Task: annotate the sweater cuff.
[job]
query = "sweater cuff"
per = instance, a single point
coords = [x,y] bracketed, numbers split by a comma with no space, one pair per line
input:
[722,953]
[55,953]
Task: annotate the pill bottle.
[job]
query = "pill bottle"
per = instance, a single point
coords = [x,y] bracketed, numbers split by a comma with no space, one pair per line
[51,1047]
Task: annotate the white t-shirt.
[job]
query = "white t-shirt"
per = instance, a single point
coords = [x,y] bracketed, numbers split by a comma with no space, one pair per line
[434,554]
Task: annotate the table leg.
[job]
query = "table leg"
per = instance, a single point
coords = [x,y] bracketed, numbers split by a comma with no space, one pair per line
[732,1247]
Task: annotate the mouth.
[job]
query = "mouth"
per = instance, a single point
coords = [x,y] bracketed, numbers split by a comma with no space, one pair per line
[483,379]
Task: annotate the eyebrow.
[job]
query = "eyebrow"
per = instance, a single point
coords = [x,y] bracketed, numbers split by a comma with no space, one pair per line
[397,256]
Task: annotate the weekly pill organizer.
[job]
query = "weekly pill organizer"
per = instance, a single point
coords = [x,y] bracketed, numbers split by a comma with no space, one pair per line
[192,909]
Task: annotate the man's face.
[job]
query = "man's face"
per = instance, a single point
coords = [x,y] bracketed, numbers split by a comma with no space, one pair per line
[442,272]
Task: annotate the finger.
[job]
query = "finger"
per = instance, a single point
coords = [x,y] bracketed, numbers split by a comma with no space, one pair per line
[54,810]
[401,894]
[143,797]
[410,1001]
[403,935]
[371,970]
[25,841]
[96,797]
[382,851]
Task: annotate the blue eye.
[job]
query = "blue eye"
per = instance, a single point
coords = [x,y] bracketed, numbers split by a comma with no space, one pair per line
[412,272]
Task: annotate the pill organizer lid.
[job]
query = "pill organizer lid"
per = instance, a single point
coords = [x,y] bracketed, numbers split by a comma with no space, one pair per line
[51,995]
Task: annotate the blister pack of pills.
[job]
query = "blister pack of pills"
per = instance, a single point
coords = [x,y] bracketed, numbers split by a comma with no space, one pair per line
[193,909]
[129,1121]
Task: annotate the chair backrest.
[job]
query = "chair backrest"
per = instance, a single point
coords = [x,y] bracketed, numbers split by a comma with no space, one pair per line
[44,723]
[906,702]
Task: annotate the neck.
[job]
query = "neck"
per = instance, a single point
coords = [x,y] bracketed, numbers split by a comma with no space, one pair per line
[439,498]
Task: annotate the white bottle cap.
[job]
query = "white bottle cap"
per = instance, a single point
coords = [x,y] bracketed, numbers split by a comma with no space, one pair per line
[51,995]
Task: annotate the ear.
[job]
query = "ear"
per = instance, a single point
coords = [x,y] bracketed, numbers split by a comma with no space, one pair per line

____________________

## Brief
Recast every line of the listing above as a numbered list, leaving out any blank lines.

## The completed task
1. Task: annotate the sweater cuff.
2. [job]
3. query = "sweater cuff"
4. per = instance, a single point
5. coords = [x,y] bracketed, numbers split by a comma with no space, one pair per line
6. input:
7. [722,953]
8. [55,953]
9. Task: annotate the pill bottle.
10. [job]
11. query = "pill bottle"
12. per = instance, a single point
13. coords = [x,y] bracketed, numbers split by a comma with no space, one pair per line
14. [51,1047]
15. Task: annotate the white t-shirt.
16. [job]
17. query = "white t-shirt"
18. per = instance, a single point
19. coords = [x,y] bracketed, numbers split by a comma with no space, one pair per line
20. [434,554]
21. Task: annotate the table leg.
22. [job]
23. query = "table leg"
24. per = instance, a single point
25. coords = [x,y] bracketed, numbers split by a comma with no space, one pair per line
26. [732,1247]
27. Task: annotate the mouth.
28. [job]
29. query = "mouth"
30. per = instance, a single point
31. coords = [x,y] bracketed, numbers split by a comma with no space, one pair per line
32. [483,379]
33. Task: annotate the eyebrow.
34. [job]
35. query = "eyebrow"
36. per = instance, a single point
37. coords = [x,y] bracketed, numbers split by a comma with no space, one pair per line
38. [397,256]
39. Task: annotate the weekly pill organizer.
40. [job]
41. query = "weekly pill organizer"
42. per = instance, a single point
43. coords = [x,y] bracketed, numbers split by a comma with no space, one pair per line
44. [192,909]
45. Task: annotate the man's face.
46. [job]
47. query = "man's face"
48. per = instance, a single point
49. coords = [x,y] bracketed, numbers split by a comma with no space, one pair per line
50. [442,272]
51. Task: annotate the finger.
52. [job]
53. query = "finger"
54. per = instance, a single point
55. coords = [x,y] bracketed, numbers split by a comma with no space, one pair per line
56. [54,810]
57. [401,894]
58. [143,797]
59. [410,1001]
60. [403,935]
61. [371,970]
62. [25,841]
63. [96,797]
64. [382,851]
65. Task: annotate the blue eye.
66. [job]
67. query = "blue eye"
68. per = instance, a single point
69. coords = [x,y] bracketed, numbers split by a comma with no space, one pair per line
70. [412,272]
71. Task: annotate the pill organizer lid.
72. [job]
73. query = "pill organizer lid"
74. per = instance, a single point
75. coords = [x,y] bracketed, numbers split by a comma with no space, one pair per line
76. [51,995]
77. Task: annotate the blister pack of pills.
78. [job]
79. query = "blister pack of pills"
80. per = instance, a single point
81. coords = [x,y] bracketed, numbers split by a comma with no space, one pair per line
82. [193,909]
83. [129,1121]
84. Task: annotate the chair backrest.
85. [job]
86. query = "chair backrest"
87. per = instance, a single point
88. coords = [x,y] bracketed, numbers split by a comma with no space, one pair per line
89. [44,723]
90. [906,702]
91. Task: annotate the neck.
92. [job]
93. query = "neck"
94. per = instance, a single point
95. coords = [x,y] bracketed, numbers split by a comma with no space, one pair per line
96. [439,498]
97. Task: annotate the white bottle cap.
98. [job]
99. query = "white bottle cap"
100. per = instance, a single point
101. coords = [x,y] bracketed, numbers split by a comma with no space, one pair per line
102. [51,995]
103. Task: annotate the ear.
104. [job]
105. query = "ear"
106. per = instance, a single point
107. coords = [x,y] bracketed, numbers split by a comma with no space, one pair per line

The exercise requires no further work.